• Document text:
╭──

The following cases highlight where it does not work as expected:
- Mobile-install is only supported via the Starlark rules of `rules_android`.
See the ["brief history of mobile-install"](#mobile-install-history) for
more detail.
- Only devices running ART are supported. Mobile-install uses API and runtime features
that only exist on devices running ART, not Dalvik. Any Android runtime more
recent than Android L (API 21+) should be compatible.
- Bazel itself must be run with a tool Java runtime _and_ language version
of 17 or higher.
- Bazel versions prior to 8.4.0 must specify some additional flags for
mobile-install. See [the Bazel Android tutorial](/start/android-app). These
flags inform Bazel where the Starlark mobile-install aspect is and which
rules are supported.
### A brief history of mobile-install {:#mobile-install-history}
Earlier Bazel versions _natively_ included built-in build and test rules for
popular languages and ecosystems such as C++, Java, and Android. These rules
were therefore referred to as _native_ rules. Bazel 8 (released in 2024) removed
support for these rules because many of them had been migrated to the
[Starlark](/rules/language) language. See the ["Bazel 8.0 LTS blog post"](https://blog.bazel.build/2024/12/09/bazel-8-release.html){: .external}
for more details.

╰──

• Written exercise 1:
According to the text on mobile-install, in what year was Bazel 8 released?

• Provided records:
╭──

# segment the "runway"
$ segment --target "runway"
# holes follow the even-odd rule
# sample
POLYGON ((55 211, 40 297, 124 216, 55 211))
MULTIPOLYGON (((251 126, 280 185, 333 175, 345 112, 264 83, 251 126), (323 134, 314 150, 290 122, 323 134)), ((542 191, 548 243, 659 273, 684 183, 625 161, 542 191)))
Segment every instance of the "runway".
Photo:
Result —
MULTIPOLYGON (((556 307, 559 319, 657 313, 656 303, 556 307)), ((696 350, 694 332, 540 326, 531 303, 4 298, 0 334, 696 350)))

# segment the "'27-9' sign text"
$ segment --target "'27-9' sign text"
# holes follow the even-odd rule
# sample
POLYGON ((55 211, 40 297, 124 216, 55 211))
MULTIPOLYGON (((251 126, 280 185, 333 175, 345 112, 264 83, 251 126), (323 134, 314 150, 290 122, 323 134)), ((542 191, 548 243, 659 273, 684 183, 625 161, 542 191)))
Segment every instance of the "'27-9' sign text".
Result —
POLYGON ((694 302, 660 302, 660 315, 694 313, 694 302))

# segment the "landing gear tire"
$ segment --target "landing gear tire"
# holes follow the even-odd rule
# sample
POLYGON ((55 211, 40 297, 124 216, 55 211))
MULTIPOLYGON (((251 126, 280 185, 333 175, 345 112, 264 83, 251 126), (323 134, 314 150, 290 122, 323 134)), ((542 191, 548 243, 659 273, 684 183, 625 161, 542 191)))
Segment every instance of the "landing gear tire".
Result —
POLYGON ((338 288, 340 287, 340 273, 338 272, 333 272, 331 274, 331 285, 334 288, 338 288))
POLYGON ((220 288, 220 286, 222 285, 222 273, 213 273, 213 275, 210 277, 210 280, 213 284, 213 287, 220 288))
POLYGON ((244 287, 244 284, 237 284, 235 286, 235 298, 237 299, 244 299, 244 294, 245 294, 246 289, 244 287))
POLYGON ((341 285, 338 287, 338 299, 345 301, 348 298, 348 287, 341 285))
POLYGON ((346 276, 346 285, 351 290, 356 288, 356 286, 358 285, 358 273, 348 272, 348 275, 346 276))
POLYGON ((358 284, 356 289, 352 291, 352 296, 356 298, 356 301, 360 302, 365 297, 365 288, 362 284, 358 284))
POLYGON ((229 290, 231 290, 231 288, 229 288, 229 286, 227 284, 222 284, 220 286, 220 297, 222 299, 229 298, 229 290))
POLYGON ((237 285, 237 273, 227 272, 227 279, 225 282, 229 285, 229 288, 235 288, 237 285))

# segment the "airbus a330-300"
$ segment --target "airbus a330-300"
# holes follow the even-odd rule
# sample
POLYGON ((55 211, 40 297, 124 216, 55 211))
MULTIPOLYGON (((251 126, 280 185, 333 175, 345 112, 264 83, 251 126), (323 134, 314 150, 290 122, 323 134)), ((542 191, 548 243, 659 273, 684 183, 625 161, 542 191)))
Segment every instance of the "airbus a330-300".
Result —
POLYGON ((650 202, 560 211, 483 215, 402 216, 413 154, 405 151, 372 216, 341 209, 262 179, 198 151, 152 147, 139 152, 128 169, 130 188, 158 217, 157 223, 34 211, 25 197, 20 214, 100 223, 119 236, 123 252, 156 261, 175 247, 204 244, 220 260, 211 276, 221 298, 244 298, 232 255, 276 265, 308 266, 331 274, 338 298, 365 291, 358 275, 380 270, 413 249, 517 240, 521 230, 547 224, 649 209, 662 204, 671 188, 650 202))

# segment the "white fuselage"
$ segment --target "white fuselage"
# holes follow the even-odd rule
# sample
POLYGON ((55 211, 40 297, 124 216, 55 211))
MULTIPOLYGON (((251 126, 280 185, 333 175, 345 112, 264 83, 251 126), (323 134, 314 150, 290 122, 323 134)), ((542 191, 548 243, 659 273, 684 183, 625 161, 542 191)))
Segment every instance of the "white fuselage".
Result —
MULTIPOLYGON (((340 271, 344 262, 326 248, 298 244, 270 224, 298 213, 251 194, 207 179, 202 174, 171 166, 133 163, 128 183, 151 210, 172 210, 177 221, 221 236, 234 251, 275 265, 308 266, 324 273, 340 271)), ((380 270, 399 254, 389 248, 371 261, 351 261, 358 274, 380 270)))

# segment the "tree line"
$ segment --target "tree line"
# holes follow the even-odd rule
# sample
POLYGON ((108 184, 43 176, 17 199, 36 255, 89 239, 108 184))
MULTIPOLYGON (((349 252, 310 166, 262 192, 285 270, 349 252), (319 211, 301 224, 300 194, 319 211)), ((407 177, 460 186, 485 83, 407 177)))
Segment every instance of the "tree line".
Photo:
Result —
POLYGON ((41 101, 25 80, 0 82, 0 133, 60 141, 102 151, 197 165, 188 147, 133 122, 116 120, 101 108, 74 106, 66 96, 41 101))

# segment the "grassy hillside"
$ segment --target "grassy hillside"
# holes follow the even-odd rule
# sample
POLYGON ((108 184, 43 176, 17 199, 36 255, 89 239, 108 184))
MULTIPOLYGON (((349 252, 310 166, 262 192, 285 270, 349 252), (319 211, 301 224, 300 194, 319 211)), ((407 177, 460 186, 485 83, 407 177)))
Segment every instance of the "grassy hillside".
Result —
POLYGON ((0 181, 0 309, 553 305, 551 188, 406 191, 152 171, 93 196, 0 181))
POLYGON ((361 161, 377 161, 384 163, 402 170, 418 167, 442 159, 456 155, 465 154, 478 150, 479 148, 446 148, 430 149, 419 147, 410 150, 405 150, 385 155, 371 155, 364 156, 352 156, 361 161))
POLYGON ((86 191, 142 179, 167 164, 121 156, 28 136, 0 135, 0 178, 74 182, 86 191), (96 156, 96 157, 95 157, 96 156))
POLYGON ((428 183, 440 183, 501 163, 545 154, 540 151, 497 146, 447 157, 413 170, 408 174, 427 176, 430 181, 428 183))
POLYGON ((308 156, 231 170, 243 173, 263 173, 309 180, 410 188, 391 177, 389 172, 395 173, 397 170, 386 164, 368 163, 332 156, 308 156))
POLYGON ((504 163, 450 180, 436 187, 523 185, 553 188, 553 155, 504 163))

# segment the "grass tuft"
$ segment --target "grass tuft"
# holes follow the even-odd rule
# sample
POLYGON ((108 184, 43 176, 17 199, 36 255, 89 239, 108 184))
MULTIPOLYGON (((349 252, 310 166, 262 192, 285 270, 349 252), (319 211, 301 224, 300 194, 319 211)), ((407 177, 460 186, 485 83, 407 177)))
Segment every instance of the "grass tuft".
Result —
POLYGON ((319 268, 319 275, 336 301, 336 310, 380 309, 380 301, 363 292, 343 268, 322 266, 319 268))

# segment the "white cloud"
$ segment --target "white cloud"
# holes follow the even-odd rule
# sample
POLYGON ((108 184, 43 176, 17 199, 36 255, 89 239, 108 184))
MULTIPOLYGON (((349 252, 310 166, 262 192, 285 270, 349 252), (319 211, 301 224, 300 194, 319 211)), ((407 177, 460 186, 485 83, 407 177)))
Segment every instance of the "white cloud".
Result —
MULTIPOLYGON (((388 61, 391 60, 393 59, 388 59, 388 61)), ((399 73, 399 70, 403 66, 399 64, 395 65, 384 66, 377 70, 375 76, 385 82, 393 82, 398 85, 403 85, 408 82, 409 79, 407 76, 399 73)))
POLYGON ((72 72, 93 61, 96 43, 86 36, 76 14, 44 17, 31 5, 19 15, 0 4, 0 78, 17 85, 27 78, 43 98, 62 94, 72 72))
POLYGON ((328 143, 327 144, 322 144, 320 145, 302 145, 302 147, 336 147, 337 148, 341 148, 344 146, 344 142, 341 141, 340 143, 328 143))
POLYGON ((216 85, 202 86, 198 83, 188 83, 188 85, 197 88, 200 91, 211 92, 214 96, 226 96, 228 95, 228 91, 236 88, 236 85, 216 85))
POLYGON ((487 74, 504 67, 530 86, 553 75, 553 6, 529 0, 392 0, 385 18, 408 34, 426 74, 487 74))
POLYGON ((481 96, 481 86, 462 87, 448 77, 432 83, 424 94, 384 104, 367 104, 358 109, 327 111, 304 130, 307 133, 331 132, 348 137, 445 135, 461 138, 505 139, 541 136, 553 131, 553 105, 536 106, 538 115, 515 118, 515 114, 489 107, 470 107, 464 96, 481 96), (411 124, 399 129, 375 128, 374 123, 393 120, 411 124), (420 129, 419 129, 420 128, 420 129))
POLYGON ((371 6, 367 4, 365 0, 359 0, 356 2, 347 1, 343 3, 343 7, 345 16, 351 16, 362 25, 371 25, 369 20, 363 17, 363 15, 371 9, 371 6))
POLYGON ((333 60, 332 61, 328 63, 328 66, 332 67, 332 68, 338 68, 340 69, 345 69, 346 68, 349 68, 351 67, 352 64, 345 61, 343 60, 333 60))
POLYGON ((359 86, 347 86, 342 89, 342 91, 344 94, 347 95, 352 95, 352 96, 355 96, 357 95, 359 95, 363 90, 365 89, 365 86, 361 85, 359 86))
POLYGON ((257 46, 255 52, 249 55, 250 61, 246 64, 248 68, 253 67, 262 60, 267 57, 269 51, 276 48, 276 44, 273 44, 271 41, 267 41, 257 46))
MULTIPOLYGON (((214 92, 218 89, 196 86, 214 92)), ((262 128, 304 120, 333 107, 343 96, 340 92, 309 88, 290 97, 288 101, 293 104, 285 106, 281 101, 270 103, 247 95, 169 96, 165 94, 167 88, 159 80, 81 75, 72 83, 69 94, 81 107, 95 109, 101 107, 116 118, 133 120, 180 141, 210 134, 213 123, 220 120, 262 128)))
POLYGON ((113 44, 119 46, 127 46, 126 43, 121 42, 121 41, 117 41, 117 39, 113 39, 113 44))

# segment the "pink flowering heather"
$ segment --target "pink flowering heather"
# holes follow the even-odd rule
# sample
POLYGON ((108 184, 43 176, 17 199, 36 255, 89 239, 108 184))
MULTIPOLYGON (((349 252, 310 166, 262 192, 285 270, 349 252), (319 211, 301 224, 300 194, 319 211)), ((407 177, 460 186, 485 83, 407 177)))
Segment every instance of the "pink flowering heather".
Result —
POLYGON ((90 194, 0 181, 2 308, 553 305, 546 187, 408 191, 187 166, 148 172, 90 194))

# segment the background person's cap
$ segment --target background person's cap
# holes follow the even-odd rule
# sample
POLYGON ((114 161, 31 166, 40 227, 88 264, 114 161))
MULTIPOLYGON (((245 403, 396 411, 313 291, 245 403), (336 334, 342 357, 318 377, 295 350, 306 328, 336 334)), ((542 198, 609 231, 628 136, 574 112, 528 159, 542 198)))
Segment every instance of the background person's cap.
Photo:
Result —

╰──

• Written exercise 2:
Copy out each line of the rows above that contains the word "instance".

• Task output 1:
2024

• Task output 2:
Segment every instance of the "runway".
Segment every instance of the "'27-9' sign text".
Segment every instance of the "landing gear tire".
Segment every instance of the "airbus a330-300".
Segment every instance of the "white fuselage".
Segment every instance of the "tree line".
Segment every instance of the "grassy hillside".
Segment every instance of the "grass tuft".
Segment every instance of the "white cloud".
Segment every instance of the "pink flowering heather".
Segment every instance of the background person's cap.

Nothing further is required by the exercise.